◆ **SUPPLIED TEXT**:
________
Fifty-four 6-week-old female C57BL/6 mice were randomly and equally divided into three groups. These mice were injected with 150 μL of PBS, rAAV8-SCR (blank vector), and rAAV8-miR-30 (overexpression vector) into the tail vein, with a viral titer of 1×1012 vector genomes per mouse. Then, on days 42, 56, and 70 post-injection, the mice were euthanized and liver samples were collected.

Fifty-four 6-week-old female C57BL/6 mice were randomly and equally allocated into three distinct groups and injected, via the tail vein, with 150 µL of PBS, rAAV8-SCR (blank vector), or rAAV8-anti-miR-30 (silencing vector), each at a viral load of 1×1012 vector genomes per mouse. At three weeks post-injection, the mice were percutaneously exposed to 20 ± 1 S. japonicum cercariae. On days 42 and 56 post-infection, these mice were euthanized, and the liver samples were extracted.

rAAV8 design and production

This study employed rAAV8-SCR, rAAV8-miR-30, and rAAV8-anti-miR-30 that were designed, generated, purified, and titered by Vigene Biosciences (Shandong, China).
________
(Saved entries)

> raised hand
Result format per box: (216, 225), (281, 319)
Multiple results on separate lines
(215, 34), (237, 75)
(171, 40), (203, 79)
________
◆ **EXERCISE INSTRUCTIONS**:
Rewrite the mouse study text between "This study employed" and "Biosciences (Shandong, China).", inclusive, changing "employed" to "used". The saved entries are not needed here.

◆ **YOUR RESPONSE**:
This study used rAAV8-SCR, rAAV8-miR-30, and rAAV8-anti-miR-30 that were designed, generated, purified, and titered by Vigene Biosciences (Shandong, China).